[Dataset rows]

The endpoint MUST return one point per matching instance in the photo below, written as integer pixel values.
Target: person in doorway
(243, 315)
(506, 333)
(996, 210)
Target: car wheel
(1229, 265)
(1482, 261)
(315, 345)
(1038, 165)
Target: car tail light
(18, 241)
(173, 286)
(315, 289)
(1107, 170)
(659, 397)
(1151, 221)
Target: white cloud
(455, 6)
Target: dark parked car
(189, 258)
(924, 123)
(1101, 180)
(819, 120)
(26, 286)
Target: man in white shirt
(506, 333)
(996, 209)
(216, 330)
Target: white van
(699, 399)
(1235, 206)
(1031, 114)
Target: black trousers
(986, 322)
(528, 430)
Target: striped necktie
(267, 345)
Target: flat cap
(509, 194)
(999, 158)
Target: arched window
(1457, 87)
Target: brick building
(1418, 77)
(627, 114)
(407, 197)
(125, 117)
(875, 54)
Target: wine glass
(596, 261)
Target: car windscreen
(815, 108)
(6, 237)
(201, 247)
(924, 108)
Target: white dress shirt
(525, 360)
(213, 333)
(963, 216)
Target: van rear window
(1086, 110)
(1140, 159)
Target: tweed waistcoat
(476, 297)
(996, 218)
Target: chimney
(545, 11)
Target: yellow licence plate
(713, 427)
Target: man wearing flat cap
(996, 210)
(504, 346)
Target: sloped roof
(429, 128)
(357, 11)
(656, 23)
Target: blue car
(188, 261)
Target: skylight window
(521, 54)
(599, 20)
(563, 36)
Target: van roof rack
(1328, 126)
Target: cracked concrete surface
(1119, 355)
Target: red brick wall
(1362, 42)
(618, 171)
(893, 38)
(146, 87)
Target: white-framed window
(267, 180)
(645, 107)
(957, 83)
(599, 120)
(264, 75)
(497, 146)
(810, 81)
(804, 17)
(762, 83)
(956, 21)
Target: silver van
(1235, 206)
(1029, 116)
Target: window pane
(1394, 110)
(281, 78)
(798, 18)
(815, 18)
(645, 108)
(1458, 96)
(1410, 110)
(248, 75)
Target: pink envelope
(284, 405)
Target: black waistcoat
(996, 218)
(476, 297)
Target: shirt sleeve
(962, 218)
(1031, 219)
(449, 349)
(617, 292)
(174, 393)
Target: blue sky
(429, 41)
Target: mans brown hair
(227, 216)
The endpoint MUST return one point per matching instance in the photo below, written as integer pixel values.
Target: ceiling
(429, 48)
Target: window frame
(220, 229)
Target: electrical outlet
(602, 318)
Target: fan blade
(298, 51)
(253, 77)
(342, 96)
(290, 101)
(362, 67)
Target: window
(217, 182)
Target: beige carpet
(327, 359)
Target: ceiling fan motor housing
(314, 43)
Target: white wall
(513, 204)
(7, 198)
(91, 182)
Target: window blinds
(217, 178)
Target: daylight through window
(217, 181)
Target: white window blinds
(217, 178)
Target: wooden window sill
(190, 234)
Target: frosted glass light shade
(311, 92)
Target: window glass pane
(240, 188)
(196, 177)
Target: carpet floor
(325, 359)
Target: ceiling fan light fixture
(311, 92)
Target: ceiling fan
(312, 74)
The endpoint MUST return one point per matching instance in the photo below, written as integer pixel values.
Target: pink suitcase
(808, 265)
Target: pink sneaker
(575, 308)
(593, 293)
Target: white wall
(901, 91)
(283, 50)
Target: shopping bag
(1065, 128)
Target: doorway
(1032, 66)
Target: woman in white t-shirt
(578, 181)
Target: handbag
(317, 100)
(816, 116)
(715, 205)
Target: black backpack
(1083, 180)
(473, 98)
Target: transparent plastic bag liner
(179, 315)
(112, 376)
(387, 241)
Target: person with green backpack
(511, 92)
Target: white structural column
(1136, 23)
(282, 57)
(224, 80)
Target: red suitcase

### EXERCISE AIM
Can you copy every line of the data above, character for character, without changing anything?

### SOLVED EXERCISE
The endpoint MUST return one point per matching instance in the photo below, written as integer pixel values.
Target: person in doorway
(243, 315)
(506, 333)
(996, 210)
Target: car wheel
(1229, 265)
(1482, 261)
(315, 345)
(1038, 165)
Target: car tail light
(18, 241)
(173, 286)
(315, 289)
(1107, 170)
(659, 397)
(1151, 221)
Target: white cloud
(455, 6)
Target: dark parked car
(189, 258)
(924, 123)
(1101, 180)
(819, 120)
(26, 286)
Target: man in white shirt
(506, 333)
(996, 209)
(216, 330)
Target: white van
(699, 399)
(1235, 206)
(1031, 114)
Target: black trousers
(986, 322)
(528, 430)
Target: striped necktie
(267, 345)
Target: flat cap
(509, 194)
(999, 158)
Target: arched window
(1457, 87)
Target: brick building
(1418, 77)
(627, 114)
(407, 197)
(125, 117)
(875, 54)
Target: wine glass
(596, 261)
Target: car windscreen
(815, 108)
(6, 237)
(201, 247)
(924, 108)
Target: white dress shirt
(525, 360)
(213, 333)
(963, 216)
Target: van rear window
(1086, 110)
(1140, 159)
Target: tweed waistcoat
(476, 297)
(996, 218)
Target: chimney
(545, 11)
Target: yellow licence plate
(713, 427)
Target: man wearing flat cap
(996, 210)
(504, 346)
Target: sloped roof
(429, 128)
(357, 11)
(656, 23)
Target: blue car
(188, 261)
Target: skylight window
(521, 54)
(599, 20)
(563, 36)
Target: van roof rack
(1328, 126)
Target: cracked concrete surface
(1119, 355)
Target: red brick wall
(1362, 42)
(618, 171)
(893, 38)
(146, 87)
Target: white-framed window
(267, 180)
(645, 107)
(957, 83)
(599, 120)
(264, 75)
(497, 146)
(810, 81)
(804, 17)
(762, 83)
(956, 21)
Target: silver van
(1235, 206)
(1029, 116)
Target: window pane
(1394, 110)
(281, 78)
(798, 18)
(815, 18)
(645, 108)
(1458, 96)
(1410, 110)
(248, 75)
Target: pink envelope
(284, 405)
Target: black waistcoat
(996, 218)
(476, 297)
Target: shirt sleeve
(962, 218)
(1031, 219)
(449, 349)
(617, 292)
(174, 393)
Target: blue sky
(429, 41)
Target: mans brown hair
(227, 216)
The endpoint MUST return one point per matching instance in the photo below, written as integer pixel values.
Target: ceiling
(429, 48)
Target: window frame
(220, 229)
Target: electrical outlet
(602, 318)
Target: fan blade
(298, 51)
(253, 77)
(342, 96)
(290, 101)
(362, 67)
Target: window
(217, 182)
Target: beige carpet
(327, 359)
Target: ceiling fan motor housing
(314, 43)
Target: white wall
(513, 204)
(7, 198)
(91, 182)
Target: window blinds
(217, 178)
Target: daylight through window
(217, 181)
Target: white window blinds
(217, 178)
Target: wooden window sill
(190, 234)
Target: frosted glass light shade
(311, 92)
Target: window glass pane
(240, 188)
(196, 177)
Target: carpet floor
(325, 359)
Target: ceiling fan light fixture
(311, 92)
Target: ceiling fan
(312, 74)
The endpoint MUST return one point per matching instance in the photo below, written as integer pixel values.
Target: pink suitcase
(808, 265)
Target: pink sneaker
(575, 308)
(593, 293)
Target: white wall
(901, 91)
(283, 50)
Target: shopping bag
(1065, 128)
Target: doorway
(1032, 66)
Target: woman in white t-shirt
(578, 181)
Target: handbag
(317, 100)
(816, 116)
(715, 205)
Target: black backpack
(1083, 180)
(473, 98)
Target: transparent plastic bag liner
(179, 315)
(112, 376)
(387, 241)
Target: person with green backpack
(511, 92)
Target: white structural column
(1136, 23)
(282, 57)
(224, 80)
Target: red suitcase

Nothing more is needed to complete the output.